The answer must be the full listing, restated word for word.

━━━━━ Excerpted records ━━━━━

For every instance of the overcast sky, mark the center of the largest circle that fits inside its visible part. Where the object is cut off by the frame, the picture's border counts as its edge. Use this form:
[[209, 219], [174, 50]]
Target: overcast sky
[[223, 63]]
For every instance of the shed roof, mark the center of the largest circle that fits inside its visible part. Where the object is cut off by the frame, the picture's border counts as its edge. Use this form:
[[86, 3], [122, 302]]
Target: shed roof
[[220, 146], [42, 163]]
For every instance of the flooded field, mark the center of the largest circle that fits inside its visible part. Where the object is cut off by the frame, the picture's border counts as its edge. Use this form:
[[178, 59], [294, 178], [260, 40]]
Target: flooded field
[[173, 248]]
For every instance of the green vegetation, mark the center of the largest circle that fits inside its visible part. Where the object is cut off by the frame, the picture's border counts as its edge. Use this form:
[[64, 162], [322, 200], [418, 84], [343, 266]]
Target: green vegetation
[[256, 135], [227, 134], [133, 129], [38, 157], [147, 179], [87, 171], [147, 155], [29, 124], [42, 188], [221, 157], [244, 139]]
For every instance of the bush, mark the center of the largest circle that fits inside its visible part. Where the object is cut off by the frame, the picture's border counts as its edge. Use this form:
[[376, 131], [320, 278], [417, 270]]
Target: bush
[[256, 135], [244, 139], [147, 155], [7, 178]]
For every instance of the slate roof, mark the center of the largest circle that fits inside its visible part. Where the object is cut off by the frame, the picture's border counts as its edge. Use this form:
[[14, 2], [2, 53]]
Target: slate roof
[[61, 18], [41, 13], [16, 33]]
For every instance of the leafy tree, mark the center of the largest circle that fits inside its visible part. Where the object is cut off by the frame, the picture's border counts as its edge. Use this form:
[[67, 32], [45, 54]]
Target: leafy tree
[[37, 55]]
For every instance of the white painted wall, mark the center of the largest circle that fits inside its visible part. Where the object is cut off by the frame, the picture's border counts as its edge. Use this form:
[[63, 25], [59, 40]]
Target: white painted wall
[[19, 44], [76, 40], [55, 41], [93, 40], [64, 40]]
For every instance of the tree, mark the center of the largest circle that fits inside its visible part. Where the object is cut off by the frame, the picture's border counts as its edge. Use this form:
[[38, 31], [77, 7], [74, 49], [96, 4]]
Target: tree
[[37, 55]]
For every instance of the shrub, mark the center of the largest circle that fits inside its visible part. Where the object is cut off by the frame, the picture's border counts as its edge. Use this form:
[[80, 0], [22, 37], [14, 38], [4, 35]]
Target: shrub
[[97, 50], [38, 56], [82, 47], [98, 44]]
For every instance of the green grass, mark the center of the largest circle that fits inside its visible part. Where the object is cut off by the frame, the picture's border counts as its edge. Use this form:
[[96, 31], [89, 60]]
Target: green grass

━━━━━

Solution:
For every instance of the overcast sky, mark the center of the largest circle that fits inside its visible part. Where the object is cut off by the frame, the picture's border counts as its edge. Use this form:
[[209, 219], [174, 50]]
Target: overcast sky
[[223, 63]]
For every instance of the shed roof, mark the center of the largest circle that fits inside its visible part. Where the object is cut off by the frame, the picture's border counts as its edge. Use this form:
[[86, 3], [122, 302]]
Target: shed roof
[[220, 146], [42, 163]]
For every instance of the flooded field, mark the center of the largest circle that fits inside its visible part. Where the object is cut off by the frame, the picture's border counts as its edge. Use this form:
[[178, 59], [294, 178], [260, 40]]
Target: flooded field
[[173, 248]]
For every instance of the green vegetation, mark the center of the largest circle that fits inside its visible part. Where the object is cut off by the frame, the picture's border counts as its edge. Use this form:
[[64, 162], [322, 200], [418, 84], [343, 266]]
Target: green vegetation
[[256, 135], [227, 134], [133, 129], [38, 157], [147, 179], [87, 171], [147, 155], [29, 124], [42, 188], [221, 157], [244, 139]]
For every instance of the bush, mark the center of the largest circle that fits inside its visible part. Where the object is cut off by the frame, the picture's border counts as its edge. Use this form:
[[376, 131], [320, 278], [417, 270]]
Target: bush
[[256, 135], [244, 139], [147, 155], [7, 178]]
For every instance of the slate roof, mark the center of the largest circle that fits inside its visible part. Where the object is cut off by the frame, the picture's border counts as its edge. Use this form:
[[14, 2], [2, 53]]
Target: slate roof
[[61, 18], [41, 13], [16, 33]]
For every instance of the leafy tree, mark the center of the largest circle that fits inside its visible part. Where the object is cut off by the frame, the picture's border counts as its edge. Use this form:
[[67, 32], [45, 54]]
Target: leafy tree
[[37, 55]]
For every instance of the white painted wall, mark the center of the largest circle that fits inside its visible part. Where the object is cut off by the frame, the picture's border counts as its edge. Use this form:
[[63, 25], [59, 40]]
Target: white painted wall
[[19, 44], [76, 40], [55, 41], [93, 40], [64, 40]]
For every instance of the tree, mark the center of the largest circle that fits inside its visible part. Where the object is cut off by the frame, the picture's border counts as its edge. Use this form:
[[38, 31], [77, 7], [74, 49], [96, 4]]
Target: tree
[[37, 55]]
For every instance of the shrub, mark the center of the largest circle that fits inside its visible part. Where the object is cut off by the frame, the picture's border counts as its edge. Use this form:
[[80, 0], [22, 37], [14, 38], [4, 35]]
Target: shrub
[[97, 50], [38, 56], [82, 47], [98, 44]]
For every instance of the green grass, mark the center of the largest circle that fits inside its visible part. Where the object is cut off by the frame, the picture's border counts as its edge. Use this form:
[[96, 31], [89, 60]]
Target: green grass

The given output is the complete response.